You Need A Saw Vise To Secure The Blade
You can probably find a patented saw filing vise in an estate sale or a yard sale, if you look long enough. They were fairly common prior to WWII. A patented saw vise does one job well. It holds the saw blade securely at a comfortable height for filing.
You can fashion your own temporary saw vise with a solidly attached bench vise and a couple pieces of scrap lumber. Fit the saw blade between the wood and clamp the assembly in the vise. Leave about 1/2″ of the blade sticking up. You want just enough tooth exposure to comfortably get at them.
One requirement is that the entire blade, from handle to toe, must be clamped and secured. When you start running the file across the teeth the blade will vibrate. You can’t avoid it. Too much vibration prevents the file from biting into the metal that you’re trying to sharpen. The result is a dull saw and a dull file.
Lighting and Comfort
Filing a row of saw teeth isn’t hard labor, but it can be tedious. This is precision work. You want to file angles that are accurate and consistent to within a degree of other on each and every tooth of the saw. This kind of task is better done with good lighting.
If at all possible arrange the height of the saw vise so that you can file with your forearm at a constant 90 degree angle from your upper arm. It’s the least tiring position. You may have to go to a sitting position to get comfortable and save your back.
Jointing the Saw
Ever hear the expression “That is out of joint?” This aspect of saw sharpening is where it comes from.

* **TO BE DONE**
1. List the section headings that appear in the saw-sharpening text.
2. Reproduce word for word the stretch of the saw-sharpening text from "You Need A Saw" through "height for filing.".

Location identification entries

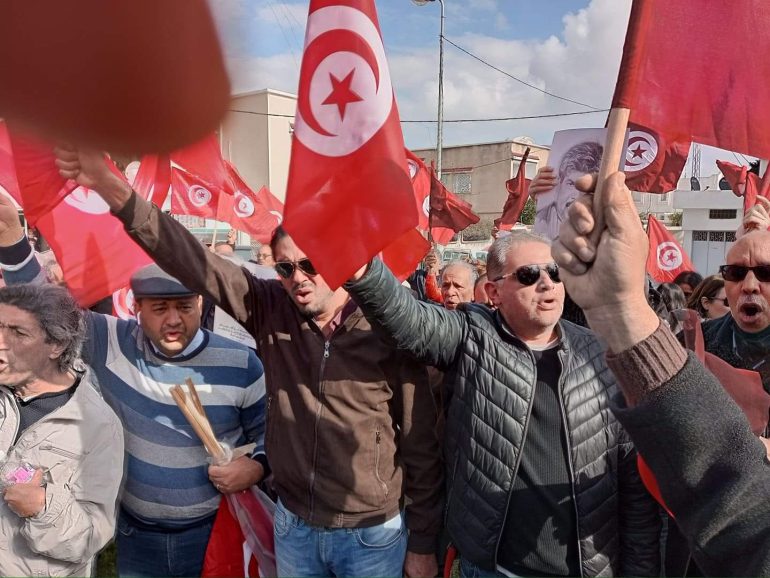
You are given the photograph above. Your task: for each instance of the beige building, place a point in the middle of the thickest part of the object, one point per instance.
(477, 172)
(256, 137)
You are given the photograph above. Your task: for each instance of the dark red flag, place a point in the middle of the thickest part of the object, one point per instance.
(666, 258)
(349, 195)
(668, 46)
(447, 210)
(654, 162)
(191, 195)
(518, 193)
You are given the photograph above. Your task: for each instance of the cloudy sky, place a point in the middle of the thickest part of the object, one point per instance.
(570, 48)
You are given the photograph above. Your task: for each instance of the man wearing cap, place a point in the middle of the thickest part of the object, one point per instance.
(171, 493)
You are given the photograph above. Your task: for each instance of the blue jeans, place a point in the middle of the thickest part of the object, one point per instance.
(143, 552)
(302, 550)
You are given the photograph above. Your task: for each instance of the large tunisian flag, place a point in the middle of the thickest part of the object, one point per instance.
(666, 258)
(668, 46)
(349, 195)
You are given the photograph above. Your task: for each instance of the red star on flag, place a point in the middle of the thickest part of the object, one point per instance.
(341, 93)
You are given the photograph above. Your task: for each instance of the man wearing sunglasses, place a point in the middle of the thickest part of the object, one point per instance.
(350, 433)
(742, 338)
(542, 480)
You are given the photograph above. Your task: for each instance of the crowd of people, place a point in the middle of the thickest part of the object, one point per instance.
(469, 409)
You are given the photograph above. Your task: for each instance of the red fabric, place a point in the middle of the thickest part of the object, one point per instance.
(226, 548)
(348, 176)
(420, 175)
(447, 210)
(257, 214)
(141, 76)
(666, 258)
(668, 46)
(191, 195)
(405, 253)
(96, 255)
(153, 179)
(7, 167)
(654, 162)
(40, 187)
(743, 183)
(518, 193)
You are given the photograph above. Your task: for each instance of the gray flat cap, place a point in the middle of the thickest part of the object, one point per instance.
(152, 281)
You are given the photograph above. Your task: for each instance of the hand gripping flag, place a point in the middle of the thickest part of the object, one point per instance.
(518, 193)
(349, 195)
(666, 258)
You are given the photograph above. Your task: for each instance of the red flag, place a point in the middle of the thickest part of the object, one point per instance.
(153, 180)
(654, 162)
(191, 195)
(743, 183)
(518, 193)
(666, 258)
(96, 255)
(447, 210)
(7, 167)
(670, 43)
(349, 194)
(257, 214)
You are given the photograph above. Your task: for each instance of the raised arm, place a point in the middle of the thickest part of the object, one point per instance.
(429, 332)
(172, 246)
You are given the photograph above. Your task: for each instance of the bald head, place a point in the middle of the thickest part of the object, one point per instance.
(749, 297)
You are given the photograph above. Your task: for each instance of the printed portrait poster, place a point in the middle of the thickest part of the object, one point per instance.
(574, 153)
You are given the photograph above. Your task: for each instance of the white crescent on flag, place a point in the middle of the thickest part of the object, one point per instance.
(346, 99)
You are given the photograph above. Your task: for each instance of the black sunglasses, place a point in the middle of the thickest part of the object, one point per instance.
(724, 301)
(530, 274)
(286, 268)
(739, 272)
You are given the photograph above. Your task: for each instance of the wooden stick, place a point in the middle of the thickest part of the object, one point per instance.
(614, 153)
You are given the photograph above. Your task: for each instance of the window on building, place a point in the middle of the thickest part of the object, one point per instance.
(723, 213)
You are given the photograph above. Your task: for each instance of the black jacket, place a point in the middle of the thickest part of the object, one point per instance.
(491, 377)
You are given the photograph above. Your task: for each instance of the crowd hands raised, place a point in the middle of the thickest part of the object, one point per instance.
(386, 421)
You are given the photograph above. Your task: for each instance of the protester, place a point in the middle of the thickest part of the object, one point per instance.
(709, 298)
(350, 434)
(713, 473)
(171, 494)
(688, 281)
(457, 281)
(62, 446)
(569, 502)
(742, 338)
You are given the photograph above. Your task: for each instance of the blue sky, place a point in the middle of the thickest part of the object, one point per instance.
(568, 47)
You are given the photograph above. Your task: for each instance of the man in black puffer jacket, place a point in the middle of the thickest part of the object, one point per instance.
(542, 479)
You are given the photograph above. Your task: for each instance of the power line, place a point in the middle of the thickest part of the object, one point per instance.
(455, 120)
(511, 76)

* **EXPECTED OUTPUTS**
1.
You Need A Saw Vise To Secure The Blade
Lighting and Comfort
Jointing the Saw

2.
You Need A Saw Vise To Secure The Blade
You can probably find a patented saw filing vise in an estate sale or a yard sale, if you look long enough. They were fairly common prior to WWII. A patented saw vise does one job well. It holds the saw blade securely at a comfortable height for filing.